■ Text provided ■
——

Expected Results: Develop a new C++ code checker tool,  possibly based on the Clang Static Analyzer, which is initially inplementing the set of ROOT code rules and is extendible to other set of rules for diffrent proejcts.  The current coding rules that will need to be implemented are listed here  http://root.cern.ch/root/nightly/codecheck/rules.html and results of the analysis should be presented in a easy and accessible way for developers to identify what rules has been violated by the latest commit to the repository. The existing tool (commercial) produces the following table   http://root.cern.ch/root/nightly/codecheck/codecheck.html

Mentor: Pere Mato, Olivier Couet

Requirements: Basic knowledge of C++, basic knowledge of Clang/Clang Static Analyzer

 

Code copy/paste detection

Description:The copy/paste is common programming practice. Most of the programmers start from a code snippet that already exists in the system and modify it to match their needs. Easily some of the code snippets end up being copied dozens of times, which leads to worse maintainability, understandability and logical design. Clang and clang's static analyzer provide all the building blocks to build a generic C/C++ copy/paste detector.

——

■ Listed records ■
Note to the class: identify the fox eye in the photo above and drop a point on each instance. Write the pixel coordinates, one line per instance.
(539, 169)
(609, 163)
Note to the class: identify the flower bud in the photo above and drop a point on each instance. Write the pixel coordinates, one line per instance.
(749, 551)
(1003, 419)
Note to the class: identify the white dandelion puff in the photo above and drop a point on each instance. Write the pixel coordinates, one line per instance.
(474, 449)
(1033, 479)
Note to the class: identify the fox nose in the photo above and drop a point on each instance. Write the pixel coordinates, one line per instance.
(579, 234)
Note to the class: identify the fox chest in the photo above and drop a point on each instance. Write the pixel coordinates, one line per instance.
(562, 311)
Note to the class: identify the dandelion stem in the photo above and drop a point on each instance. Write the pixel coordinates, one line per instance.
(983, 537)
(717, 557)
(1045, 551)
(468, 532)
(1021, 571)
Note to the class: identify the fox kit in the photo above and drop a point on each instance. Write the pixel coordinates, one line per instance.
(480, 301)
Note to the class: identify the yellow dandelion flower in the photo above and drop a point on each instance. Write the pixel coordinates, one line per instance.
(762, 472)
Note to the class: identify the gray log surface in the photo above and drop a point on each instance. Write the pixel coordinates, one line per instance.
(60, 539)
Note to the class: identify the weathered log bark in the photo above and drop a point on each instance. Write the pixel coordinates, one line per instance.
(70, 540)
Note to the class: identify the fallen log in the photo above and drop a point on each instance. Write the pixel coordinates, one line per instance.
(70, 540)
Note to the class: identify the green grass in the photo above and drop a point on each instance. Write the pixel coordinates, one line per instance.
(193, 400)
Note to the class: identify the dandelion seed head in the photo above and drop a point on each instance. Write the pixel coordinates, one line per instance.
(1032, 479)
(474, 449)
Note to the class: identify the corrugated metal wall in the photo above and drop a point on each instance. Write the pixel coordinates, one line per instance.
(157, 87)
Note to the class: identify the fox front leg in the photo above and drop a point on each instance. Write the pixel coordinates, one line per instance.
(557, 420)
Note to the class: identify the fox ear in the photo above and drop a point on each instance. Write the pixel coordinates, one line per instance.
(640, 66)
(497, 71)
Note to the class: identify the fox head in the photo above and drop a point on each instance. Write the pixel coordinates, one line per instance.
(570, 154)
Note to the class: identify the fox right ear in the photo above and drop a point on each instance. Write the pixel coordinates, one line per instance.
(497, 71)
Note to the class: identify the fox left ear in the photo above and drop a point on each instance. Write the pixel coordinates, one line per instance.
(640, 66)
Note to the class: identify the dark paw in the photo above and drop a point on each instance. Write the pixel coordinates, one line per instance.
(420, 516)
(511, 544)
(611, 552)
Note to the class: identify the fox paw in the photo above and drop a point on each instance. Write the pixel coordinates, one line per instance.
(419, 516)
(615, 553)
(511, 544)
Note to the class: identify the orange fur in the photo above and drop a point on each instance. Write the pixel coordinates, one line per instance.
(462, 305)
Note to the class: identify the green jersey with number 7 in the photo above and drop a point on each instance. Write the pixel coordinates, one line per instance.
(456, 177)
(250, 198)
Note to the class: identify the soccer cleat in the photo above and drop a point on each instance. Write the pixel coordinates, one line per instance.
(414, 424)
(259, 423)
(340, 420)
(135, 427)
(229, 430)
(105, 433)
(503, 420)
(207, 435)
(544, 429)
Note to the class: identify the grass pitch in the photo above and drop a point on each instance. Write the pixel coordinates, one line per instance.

——

■ Actions to take ■
[a] In the text on the code checker and copy/paste detection projects, list every quality of code that the copy/paste description says becomes worse when snippets are copied dozens of times.
[b] Go on with the text on the code checker and copy/paste detection projects, starting right after its last sentence.

■ Exercise answers ■
[a]
Maintainability
Understandability
Logical design

[b]
Expected results:Build a standalone tool or clang plugin being able to detect copy/pasted code. Lay the foundations of detection of slightly modified code (semantic analysis required). Implement tests for all the realized functionality. Prepare a final poster of the work and be ready to present it.
Required knowledge: Advanced C++, Basic knowledge of Clang/Clang Static Analyzer.

Mentor: Vasil Vasiliev

 

Cling projects

 

ROOT's new C++11 standard-compliant interpreter is Cling, an interpreter built on top of Clang (www.clang.llvm.org) and LLVM (www.llvm.org) compiler infrastructure. Cling is being developed at CERN as a standalone project. It is being integrated into the ROOT data analysis (root.cern.ch) framework, giving ROOT access to an C++11 standards compliant interpreter.

 

Cling bundle for most popular platforms

Description: Cling standalone is in fairly stable state. We'd like to ship it to the end users as a package through apt-get, yum and so on (Windows installer included).
Expected results:an automatic tool (script) wrapping newest version of cling into a 'installable' package and registering it in the repositories. Implement tests for all the realized functionality. Prepare a final poster of the work and be ready to present it.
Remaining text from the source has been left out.